◆ Exercise requirements ◆
Exactly the lines from the opening of the data through the line containing "Format sample: x=162, y=117" should be reproduced, please, with nothing added.

◆ Data shown ◆
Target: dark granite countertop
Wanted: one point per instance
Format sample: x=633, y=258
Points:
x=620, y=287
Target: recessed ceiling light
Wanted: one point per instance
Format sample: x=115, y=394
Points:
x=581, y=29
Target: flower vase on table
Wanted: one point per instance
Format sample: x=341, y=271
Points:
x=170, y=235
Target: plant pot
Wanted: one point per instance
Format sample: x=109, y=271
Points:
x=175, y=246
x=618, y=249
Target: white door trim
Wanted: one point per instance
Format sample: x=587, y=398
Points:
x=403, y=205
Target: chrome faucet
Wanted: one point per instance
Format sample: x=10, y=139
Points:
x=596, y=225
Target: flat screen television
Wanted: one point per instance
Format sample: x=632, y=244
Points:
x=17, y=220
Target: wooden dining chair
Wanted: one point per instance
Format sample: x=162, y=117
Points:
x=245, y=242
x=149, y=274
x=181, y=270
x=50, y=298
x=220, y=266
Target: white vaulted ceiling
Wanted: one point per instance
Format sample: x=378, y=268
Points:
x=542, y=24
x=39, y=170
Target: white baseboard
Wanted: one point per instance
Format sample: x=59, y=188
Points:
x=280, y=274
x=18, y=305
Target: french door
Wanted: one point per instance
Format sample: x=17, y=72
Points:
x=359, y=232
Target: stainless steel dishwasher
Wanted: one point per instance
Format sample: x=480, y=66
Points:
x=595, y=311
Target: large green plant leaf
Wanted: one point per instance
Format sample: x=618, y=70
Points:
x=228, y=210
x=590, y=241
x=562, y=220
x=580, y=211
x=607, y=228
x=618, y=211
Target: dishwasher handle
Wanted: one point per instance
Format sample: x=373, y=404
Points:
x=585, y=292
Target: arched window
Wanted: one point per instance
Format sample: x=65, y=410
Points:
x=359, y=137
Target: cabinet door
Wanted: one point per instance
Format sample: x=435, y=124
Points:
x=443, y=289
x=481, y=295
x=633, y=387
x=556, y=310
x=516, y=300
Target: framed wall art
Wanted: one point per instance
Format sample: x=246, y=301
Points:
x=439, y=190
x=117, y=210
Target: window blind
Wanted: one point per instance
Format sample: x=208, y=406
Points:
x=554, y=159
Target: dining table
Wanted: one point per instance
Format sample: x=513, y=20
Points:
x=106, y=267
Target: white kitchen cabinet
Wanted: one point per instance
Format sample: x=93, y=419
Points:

◆ Written response ◆
Target: dark granite countertop
Wanted: one point per instance
Format sample: x=633, y=258
Points:
x=620, y=287
Target: recessed ceiling light
Wanted: one point per instance
Format sample: x=115, y=394
Points:
x=581, y=29
Target: flower vase on table
Wanted: one point per instance
Format sample: x=341, y=271
Points:
x=170, y=235
Target: plant pot
Wanted: one point per instance
Format sample: x=109, y=271
Points:
x=175, y=246
x=618, y=249
Target: white door trim
Wanted: one point per instance
Format sample: x=587, y=398
Points:
x=403, y=205
Target: chrome faucet
Wanted: one point per instance
Format sample: x=10, y=139
Points:
x=596, y=225
Target: flat screen television
Wanted: one point per instance
Format sample: x=632, y=244
Points:
x=17, y=220
Target: wooden dining chair
Wanted: one point per instance
Format sample: x=162, y=117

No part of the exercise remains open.